» **Written task A**
In the entries starting at the line containing "Draw the outline of every instance of the shadow" and ending at the line containing "[[434, 389], [333, 389], [332, 400], [434, 400]]", please swap "shadow on ground" for "cast shadow" and give those lines again with nothing else changed.

» **Excerpted passage**
* * * *

Premature Punch Bowl Withdrawal
by Sinclair Noe
DOW
– 12 = 15,294
SPX – 4 = 1650
NAS – 3 = 3459
10 YR YLD un = 2.02%
OIL + .01 = 94.29
GOLD + 21.80 = 1392.50
SILV + .36 = 22.73
SPX – 4 = 1650
NAS – 3 = 3459
10 YR YLD un = 2.02%
OIL + .01 = 94.29
GOLD + 21.80 = 1392.50
SILV + .36 = 22.73
Yesterday,
Fed Chairman Bernanke delivered testimony before the Joint Economic
Council and then the minutes from the most recent FOMC meeting were
released. The Fed policymakers seem concerned about bubbles. Stock
markets have been hanging out near record highs, the S&P is up
about 15% year to date. Look
back to earlier this year. The boring stocks led us higher. Your
mega-cap, super-safe, dividend-paying names were the stocks to own.
These stodgy companies sprinted higher for weeks. Safe became the new
speculative.
Next,
the rally broadened. First, it was short squeezes. Then, the rally
focused on the more cyclical names. Energy stocks have found a second
wind. Small-caps were. Technology names began pushing the market
higher. Bloomberg
reports that the most indebted US companies are rallying more than
any time in almost four years compared with the rest of the market.

* * * *

(Segmentation dataset excerpts)
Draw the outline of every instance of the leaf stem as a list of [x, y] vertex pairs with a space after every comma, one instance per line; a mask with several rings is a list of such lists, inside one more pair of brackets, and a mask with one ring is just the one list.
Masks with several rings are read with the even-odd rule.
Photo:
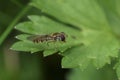
[[7, 29], [4, 31], [4, 33], [0, 37], [0, 45], [3, 43], [3, 41], [6, 39], [6, 37], [9, 35], [13, 27], [16, 25], [16, 23], [19, 22], [19, 20], [31, 9], [31, 6], [28, 4], [23, 10], [16, 16], [16, 18], [11, 22], [11, 24], [7, 27]]

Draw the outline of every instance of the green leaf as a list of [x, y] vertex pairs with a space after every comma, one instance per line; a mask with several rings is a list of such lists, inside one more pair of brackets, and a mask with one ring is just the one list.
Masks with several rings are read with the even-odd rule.
[[119, 59], [119, 61], [116, 63], [116, 65], [114, 66], [114, 69], [116, 70], [118, 80], [120, 80], [120, 59]]
[[64, 54], [62, 66], [64, 68], [86, 68], [91, 62], [97, 68], [110, 64], [111, 57], [118, 57], [119, 42], [111, 34], [90, 32], [84, 38], [84, 46], [72, 48]]
[[16, 51], [27, 51], [27, 52], [37, 52], [40, 50], [43, 50], [42, 48], [36, 48], [36, 46], [31, 43], [31, 42], [24, 42], [24, 41], [19, 41], [16, 42], [12, 47], [12, 50], [16, 50]]
[[[116, 4], [116, 7], [112, 3]], [[34, 45], [34, 51], [44, 50], [45, 56], [60, 51], [64, 56], [62, 66], [65, 68], [84, 69], [91, 63], [96, 68], [101, 68], [107, 63], [110, 64], [111, 57], [118, 56], [120, 48], [119, 38], [116, 37], [120, 36], [118, 3], [113, 0], [33, 0], [31, 5], [61, 22], [45, 16], [32, 15], [29, 16], [31, 21], [18, 24], [16, 29], [35, 35], [65, 32], [66, 42], [31, 44], [25, 40], [25, 36], [19, 39]], [[81, 43], [83, 45], [77, 46]]]

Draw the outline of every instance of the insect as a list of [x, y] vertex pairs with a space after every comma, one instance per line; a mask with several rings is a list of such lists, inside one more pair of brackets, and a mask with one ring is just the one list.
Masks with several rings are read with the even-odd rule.
[[28, 40], [33, 41], [34, 43], [41, 43], [41, 42], [52, 42], [52, 41], [62, 41], [65, 42], [66, 35], [64, 32], [56, 32], [53, 34], [46, 34], [46, 35], [33, 35], [27, 38]]

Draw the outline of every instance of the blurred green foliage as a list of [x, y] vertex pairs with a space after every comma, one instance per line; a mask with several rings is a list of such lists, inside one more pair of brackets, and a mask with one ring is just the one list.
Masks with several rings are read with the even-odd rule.
[[[63, 80], [60, 64], [73, 69], [67, 80], [120, 79], [119, 0], [1, 0], [0, 4], [0, 79]], [[31, 34], [55, 32], [65, 32], [66, 42], [27, 40]], [[13, 43], [11, 49], [34, 54], [9, 50]], [[52, 67], [43, 68], [43, 56]], [[48, 75], [49, 68], [55, 75]]]

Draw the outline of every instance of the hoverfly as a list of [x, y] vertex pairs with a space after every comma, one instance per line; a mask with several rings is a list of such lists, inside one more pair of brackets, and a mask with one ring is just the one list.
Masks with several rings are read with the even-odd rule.
[[52, 42], [52, 41], [62, 41], [65, 42], [66, 35], [64, 32], [56, 32], [53, 34], [46, 35], [33, 35], [27, 38], [28, 40], [33, 41], [34, 43], [42, 43], [42, 42]]

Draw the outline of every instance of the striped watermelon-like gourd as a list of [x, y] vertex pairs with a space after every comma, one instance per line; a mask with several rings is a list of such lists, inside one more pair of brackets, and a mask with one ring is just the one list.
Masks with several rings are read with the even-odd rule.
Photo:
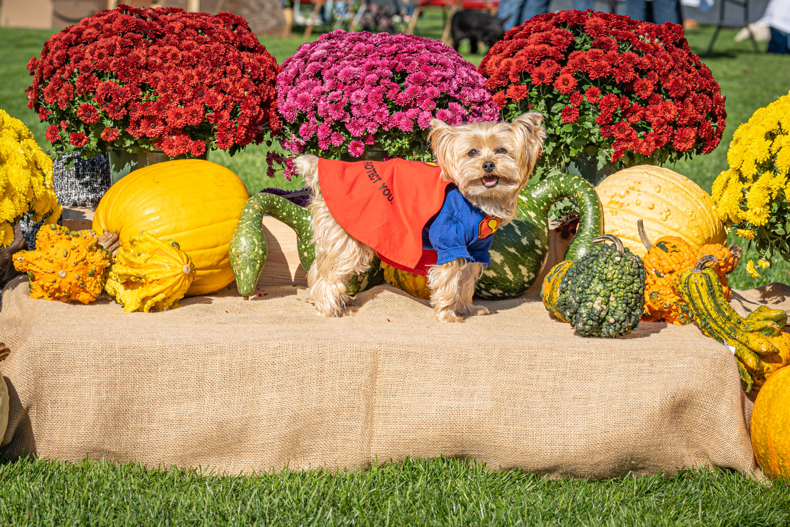
[[491, 265], [483, 273], [476, 294], [487, 300], [522, 295], [535, 282], [548, 258], [548, 210], [564, 198], [576, 201], [581, 213], [579, 226], [565, 252], [566, 260], [578, 260], [604, 233], [603, 207], [586, 179], [557, 174], [529, 185], [519, 195], [514, 220], [500, 227], [491, 244]]

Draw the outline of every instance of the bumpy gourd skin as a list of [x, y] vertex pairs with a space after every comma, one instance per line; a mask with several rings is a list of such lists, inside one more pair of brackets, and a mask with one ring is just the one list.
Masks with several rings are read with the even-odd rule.
[[760, 306], [741, 317], [724, 298], [716, 269], [705, 268], [715, 262], [704, 256], [674, 282], [703, 333], [731, 346], [738, 361], [744, 391], [759, 388], [790, 359], [790, 335], [784, 329], [787, 313]]
[[164, 311], [179, 300], [194, 280], [192, 258], [176, 242], [143, 232], [130, 236], [130, 250], [121, 249], [110, 270], [105, 289], [126, 312]]
[[101, 294], [110, 253], [93, 231], [70, 231], [51, 224], [36, 237], [36, 250], [14, 253], [13, 266], [28, 273], [30, 297], [82, 303]]
[[683, 299], [672, 290], [672, 280], [675, 272], [691, 269], [698, 259], [697, 250], [678, 236], [659, 238], [642, 257], [647, 275], [645, 311], [649, 319], [663, 320], [676, 326], [692, 322]]
[[641, 259], [627, 248], [593, 247], [565, 273], [557, 307], [582, 337], [627, 335], [645, 309]]

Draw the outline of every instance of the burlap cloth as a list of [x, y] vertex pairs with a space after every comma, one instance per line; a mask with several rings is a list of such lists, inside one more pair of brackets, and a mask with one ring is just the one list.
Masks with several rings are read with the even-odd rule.
[[[732, 354], [694, 326], [583, 338], [535, 293], [440, 324], [389, 286], [325, 319], [303, 290], [258, 292], [128, 314], [104, 298], [33, 300], [15, 278], [0, 311], [3, 451], [228, 472], [439, 454], [592, 478], [758, 470]], [[735, 292], [733, 304], [788, 309], [788, 292]]]

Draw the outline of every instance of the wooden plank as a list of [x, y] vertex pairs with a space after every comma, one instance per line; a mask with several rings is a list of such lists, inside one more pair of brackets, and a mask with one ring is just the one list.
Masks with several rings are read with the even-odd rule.
[[89, 207], [63, 207], [63, 227], [68, 227], [70, 231], [92, 229], [94, 212], [95, 209]]
[[258, 287], [296, 285], [307, 287], [307, 274], [302, 268], [296, 249], [296, 232], [271, 216], [263, 216], [263, 235], [266, 239], [266, 265], [263, 266]]

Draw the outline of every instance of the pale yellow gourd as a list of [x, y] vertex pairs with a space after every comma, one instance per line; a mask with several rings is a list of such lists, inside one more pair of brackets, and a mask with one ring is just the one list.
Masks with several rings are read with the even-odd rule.
[[640, 257], [646, 252], [637, 230], [643, 220], [649, 239], [678, 236], [696, 250], [724, 243], [724, 225], [710, 196], [668, 168], [638, 165], [612, 174], [596, 187], [604, 205], [604, 231]]

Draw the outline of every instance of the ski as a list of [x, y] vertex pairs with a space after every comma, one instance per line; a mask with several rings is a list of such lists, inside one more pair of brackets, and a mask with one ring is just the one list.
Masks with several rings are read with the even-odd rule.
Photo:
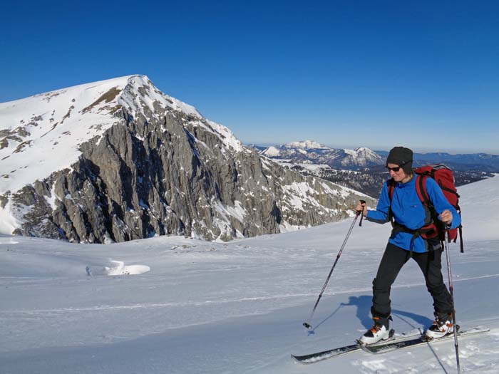
[[[389, 342], [395, 342], [399, 339], [407, 339], [408, 338], [411, 337], [414, 337], [414, 336], [419, 336], [419, 334], [417, 336], [401, 336], [400, 338], [393, 338], [393, 334], [395, 331], [393, 330], [390, 330], [390, 336], [388, 340], [384, 341], [382, 343], [379, 343], [378, 344], [383, 344], [383, 343], [388, 343]], [[350, 346], [345, 346], [344, 347], [339, 347], [337, 348], [334, 348], [334, 349], [329, 349], [328, 350], [323, 350], [322, 352], [317, 352], [315, 353], [310, 353], [309, 355], [291, 355], [291, 357], [296, 360], [298, 363], [317, 363], [319, 361], [322, 361], [324, 360], [326, 360], [328, 358], [331, 358], [333, 357], [336, 357], [340, 355], [344, 355], [345, 353], [349, 353], [350, 352], [355, 352], [357, 350], [360, 350], [361, 347], [359, 346], [359, 343], [356, 344], [351, 344]]]
[[[458, 326], [459, 328], [459, 326]], [[483, 327], [474, 327], [472, 328], [468, 328], [467, 330], [459, 331], [458, 330], [458, 336], [467, 336], [469, 335], [475, 335], [478, 333], [486, 333], [490, 331], [490, 328], [483, 328]], [[453, 339], [454, 338], [453, 333], [450, 333], [443, 336], [442, 338], [438, 338], [436, 339], [427, 339], [426, 336], [419, 336], [417, 337], [411, 338], [405, 338], [401, 340], [398, 340], [396, 341], [391, 341], [385, 343], [384, 344], [376, 344], [370, 346], [361, 346], [361, 349], [370, 353], [379, 354], [385, 353], [386, 352], [391, 352], [392, 350], [396, 350], [400, 348], [404, 348], [407, 347], [413, 347], [415, 346], [419, 346], [421, 344], [426, 343], [438, 343], [441, 341], [447, 341], [449, 339]]]

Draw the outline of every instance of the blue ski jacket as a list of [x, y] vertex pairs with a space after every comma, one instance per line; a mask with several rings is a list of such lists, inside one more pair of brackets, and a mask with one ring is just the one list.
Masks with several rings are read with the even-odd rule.
[[[391, 201], [391, 214], [393, 219], [408, 229], [415, 230], [425, 225], [425, 219], [429, 214], [418, 197], [416, 189], [416, 175], [406, 183], [396, 183], [393, 190]], [[384, 224], [389, 221], [389, 209], [390, 208], [390, 197], [388, 193], [388, 182], [383, 185], [381, 194], [379, 197], [376, 210], [369, 210], [366, 219], [368, 221]], [[461, 223], [461, 216], [456, 209], [448, 202], [443, 195], [442, 189], [438, 183], [431, 178], [426, 179], [426, 190], [435, 207], [435, 210], [440, 214], [446, 209], [452, 212], [452, 224], [451, 229], [455, 229]], [[413, 234], [410, 232], [399, 232], [390, 237], [389, 241], [407, 251], [411, 250]], [[423, 253], [434, 246], [429, 240], [425, 240], [418, 237], [413, 241], [412, 250], [415, 252]], [[436, 243], [439, 246], [438, 243]]]

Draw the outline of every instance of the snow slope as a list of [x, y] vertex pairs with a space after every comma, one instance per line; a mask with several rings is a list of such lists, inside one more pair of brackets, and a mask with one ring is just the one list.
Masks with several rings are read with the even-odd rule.
[[[461, 368], [495, 373], [499, 177], [458, 192], [465, 253], [451, 245], [456, 316], [463, 326], [491, 328], [459, 340]], [[77, 245], [1, 236], [0, 373], [456, 372], [452, 340], [311, 365], [292, 360], [291, 353], [351, 344], [371, 326], [371, 281], [390, 232], [371, 222], [353, 230], [314, 330], [302, 326], [351, 223], [225, 244], [160, 237]], [[398, 333], [431, 323], [414, 261], [399, 274], [392, 303]]]

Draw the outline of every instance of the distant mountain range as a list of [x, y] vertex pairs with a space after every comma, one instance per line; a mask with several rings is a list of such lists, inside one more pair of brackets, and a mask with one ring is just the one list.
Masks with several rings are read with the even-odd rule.
[[[313, 140], [292, 142], [282, 145], [252, 145], [269, 158], [296, 164], [320, 164], [332, 169], [359, 170], [366, 167], [381, 170], [388, 151], [371, 150], [365, 147], [349, 149], [331, 148]], [[481, 170], [499, 172], [499, 156], [486, 153], [451, 155], [444, 152], [414, 153], [414, 165], [443, 163], [454, 170]]]
[[332, 168], [350, 170], [384, 162], [379, 155], [369, 148], [334, 149], [312, 140], [268, 147], [260, 151], [260, 154], [269, 158], [286, 159], [297, 163], [323, 164]]

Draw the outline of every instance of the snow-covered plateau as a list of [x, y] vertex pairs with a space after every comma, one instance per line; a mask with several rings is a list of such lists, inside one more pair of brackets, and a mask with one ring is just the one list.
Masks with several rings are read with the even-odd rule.
[[[465, 253], [451, 244], [463, 372], [499, 372], [499, 177], [459, 188]], [[389, 224], [356, 226], [307, 331], [351, 221], [202, 241], [165, 236], [71, 244], [0, 237], [0, 373], [456, 373], [453, 340], [313, 365], [290, 355], [351, 344], [371, 327], [371, 281]], [[443, 271], [447, 283], [445, 259]], [[433, 321], [410, 261], [392, 289], [396, 334]]]

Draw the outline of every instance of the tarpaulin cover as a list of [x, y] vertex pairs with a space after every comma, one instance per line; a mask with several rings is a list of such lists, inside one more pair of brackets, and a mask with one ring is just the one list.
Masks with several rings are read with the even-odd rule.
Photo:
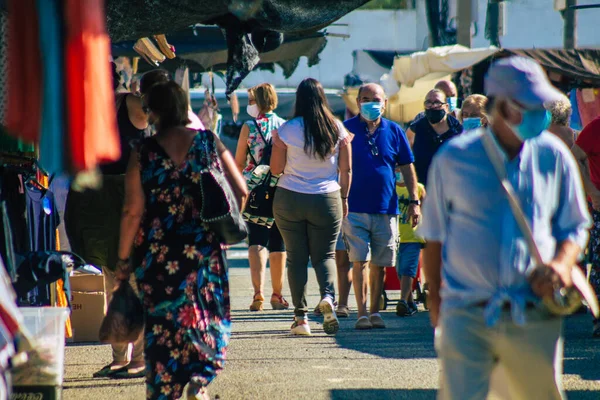
[[[394, 60], [393, 75], [401, 84], [415, 81], [433, 72], [452, 73], [484, 60], [520, 55], [538, 61], [548, 72], [556, 72], [574, 81], [600, 86], [600, 50], [596, 49], [469, 49], [464, 46], [431, 47], [427, 51]], [[488, 60], [489, 61], [489, 60]]]
[[503, 55], [517, 54], [531, 57], [548, 72], [557, 72], [571, 79], [600, 87], [600, 50], [504, 50]]
[[413, 86], [415, 81], [431, 73], [451, 73], [468, 68], [499, 51], [496, 47], [470, 49], [461, 45], [430, 47], [394, 60], [392, 74], [402, 85]]
[[[175, 47], [177, 57], [167, 59], [160, 68], [175, 71], [182, 65], [189, 67], [190, 72], [205, 72], [208, 70], [225, 70], [227, 68], [227, 42], [223, 30], [216, 26], [197, 26], [179, 32], [167, 34], [167, 41]], [[319, 62], [319, 54], [327, 44], [326, 34], [315, 32], [303, 36], [285, 35], [283, 43], [273, 51], [259, 53], [258, 68], [272, 69], [276, 63], [289, 78], [298, 65], [302, 56], [308, 58], [308, 65]], [[113, 57], [134, 57], [138, 54], [133, 50], [135, 41], [125, 41], [112, 45]], [[140, 63], [139, 72], [145, 72], [152, 67], [148, 63]]]
[[227, 93], [258, 64], [249, 34], [316, 32], [368, 0], [107, 0], [113, 42], [179, 31], [203, 23], [226, 30]]

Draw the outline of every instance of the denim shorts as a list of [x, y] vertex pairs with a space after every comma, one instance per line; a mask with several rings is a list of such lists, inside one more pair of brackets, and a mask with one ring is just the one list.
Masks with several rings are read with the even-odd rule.
[[340, 234], [338, 235], [338, 241], [335, 243], [335, 251], [346, 251], [346, 243], [344, 243], [344, 235], [341, 229]]
[[417, 276], [421, 247], [421, 243], [400, 243], [396, 262], [398, 276], [410, 276], [411, 278]]

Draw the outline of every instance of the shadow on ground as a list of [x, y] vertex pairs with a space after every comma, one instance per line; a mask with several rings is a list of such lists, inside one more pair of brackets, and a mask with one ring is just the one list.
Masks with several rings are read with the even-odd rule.
[[398, 318], [391, 312], [382, 313], [386, 329], [357, 331], [355, 318], [340, 321], [344, 329], [335, 336], [336, 343], [346, 349], [385, 358], [435, 358], [433, 329], [428, 313], [411, 318]]
[[434, 389], [333, 389], [332, 400], [434, 400]]

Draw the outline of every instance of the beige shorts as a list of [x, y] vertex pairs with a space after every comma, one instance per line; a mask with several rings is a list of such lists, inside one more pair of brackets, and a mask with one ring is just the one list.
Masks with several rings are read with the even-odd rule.
[[370, 261], [379, 267], [396, 265], [397, 215], [349, 213], [342, 229], [350, 262]]

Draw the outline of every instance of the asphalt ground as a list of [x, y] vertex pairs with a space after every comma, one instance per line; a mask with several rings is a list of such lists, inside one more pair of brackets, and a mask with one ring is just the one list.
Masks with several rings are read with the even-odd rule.
[[[395, 315], [394, 305], [382, 312], [387, 329], [355, 331], [356, 316], [340, 319], [335, 336], [323, 332], [321, 320], [310, 319], [313, 335], [289, 335], [293, 313], [248, 311], [253, 290], [247, 252], [229, 251], [233, 334], [222, 374], [209, 386], [220, 399], [434, 399], [438, 363], [429, 316], [421, 309], [408, 318]], [[269, 273], [267, 271], [267, 277]], [[266, 285], [266, 295], [270, 283]], [[289, 291], [284, 295], [291, 301]], [[399, 298], [389, 292], [390, 299]], [[354, 307], [353, 295], [351, 308]], [[309, 273], [308, 302], [319, 301]], [[565, 324], [564, 386], [573, 400], [600, 399], [600, 340], [591, 338], [591, 317], [575, 315]], [[110, 347], [71, 344], [66, 348], [64, 400], [144, 399], [142, 379], [92, 379], [111, 361]]]

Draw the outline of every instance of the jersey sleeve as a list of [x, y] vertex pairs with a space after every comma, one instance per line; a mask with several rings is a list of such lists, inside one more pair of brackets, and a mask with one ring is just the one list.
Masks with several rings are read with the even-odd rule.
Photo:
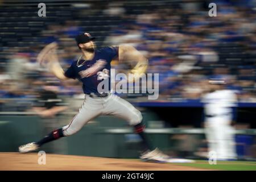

* * * *

» **Written task B**
Summarize the market commentary in three sentences.

» **Finished answer A**
Draw the outline of every instance of the cast shadow as a list of [x, y] vertex pairs with a space after every comma, one instance per line; a mask with several rings is a list of such lists, inside one more pair of brackets, and a mask with one ring is just the one list.
Masks with several rings are read with the even-odd rule.
[[398, 318], [391, 312], [382, 313], [386, 329], [357, 331], [355, 318], [340, 321], [344, 329], [335, 336], [336, 343], [346, 349], [385, 358], [435, 358], [433, 329], [428, 313], [411, 318]]
[[434, 389], [333, 389], [332, 400], [434, 400]]

» **Finished answer B**
After Fed Chairman Bernanke testified and the latest FOMC minutes came out, Fed policymakers appeared concerned about bubbles, with stock markets near record highs and the S&P up about 15% year to date. Earlier in the year, boring mega-cap, dividend-paying stocks led the market higher, so that safe became the new speculative. The rally then broadened to short squeezes, cyclical names, energy and technology, and Bloomberg reports that the most indebted US companies are rallying more than at any time in almost four years compared with the rest of the market.